> Documento

........

Cada noche (o vesprada, en mallorquín; me gusta más, y
es más exacto: tarde tardía), cuando el Aplauso, me tranquiliza y conmueve a
partes iguales ver llegar un vehículo (ambulancia, coche de policía, taxi,
moto, bici), y poco más, o casi nada más, y detenerse en el semáforo. Y
aguantar. Aguantar el rojo mientras nada alrededor se mueve, porque no hay
tráfico, ni apenas transeúntes, ni peligro. Resultaría tal fácil hacer trampa.
Ahí se detienen. Como John Wayne en una de John Ford. Con la
paciencia y la sobriedad que imponen la ciudadanía solitaria y a la vez
solidaria.

........

> Datos registrados
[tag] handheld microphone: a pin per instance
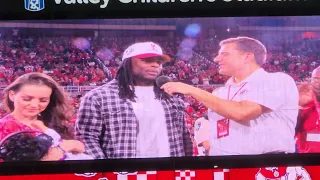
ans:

........

> Qué hacer
A. Escribe el tramo del texto sobre el semáforo que va desde "Cada noche (o" hasta "fácil hacer trampa.".
B. En el texto sobre el semáforo, ¿qué palabra del mallorquín se usa para nombrar la tarde tardía?
C. Sigue escribiendo el texto sobre el semáforo a partir de donde termina.
El material no hace falta.

> Las respuestas
A.
Cada noche (o vesprada, en mallorquín; me gusta más, y
es más exacto: tarde tardía), cuando el Aplauso, me tranquiliza y conmueve a
partes iguales ver llegar un vehículo (ambulancia, coche de policía, taxi,
moto, bici), y poco más, o casi nada más, y detenerse en el semáforo. Y
aguantar. Aguantar el rojo mientras nada alrededor se mueve, porque no hay
tráfico, ni apenas transeúntes, ni peligro. Resultaría tal fácil hacer trampa.

B. Vesprada.

C.
En tiempos de conflicto, la primera víctima es la verdad y
la segunda el autocontrol. Por ello resulta gratificante ver que no se sueltan
los estribos, que, por ahora, cada cual conserva la serenidad del otro manteniendo
la suya intacta. En Líbano, que es mi referente de estado de bombardeos y
estados de sitio, durante la guerra gorda (1975-1989) los vecinos de Beirut
hacían copias de sus llaves y las repartían, por si el estallido les pillaba
lejos de sus casas. Para que usaran la que les caía más cercana.
En estas circunstancias, tan inciertas e inéditas, la calma
de cada cual es la forma en que ofrecemos al otro la llave de nuestro alivio,
que a su vez se alimenta gracias a que otro alguien nos abre la puerta de su
serenidad ante el derrumbe.
A ratos, se atisba un panorama infinito de posibilidades de
mejora, de espaldas a la algarabía de politiqueros, tramposos e inútiles meaburros.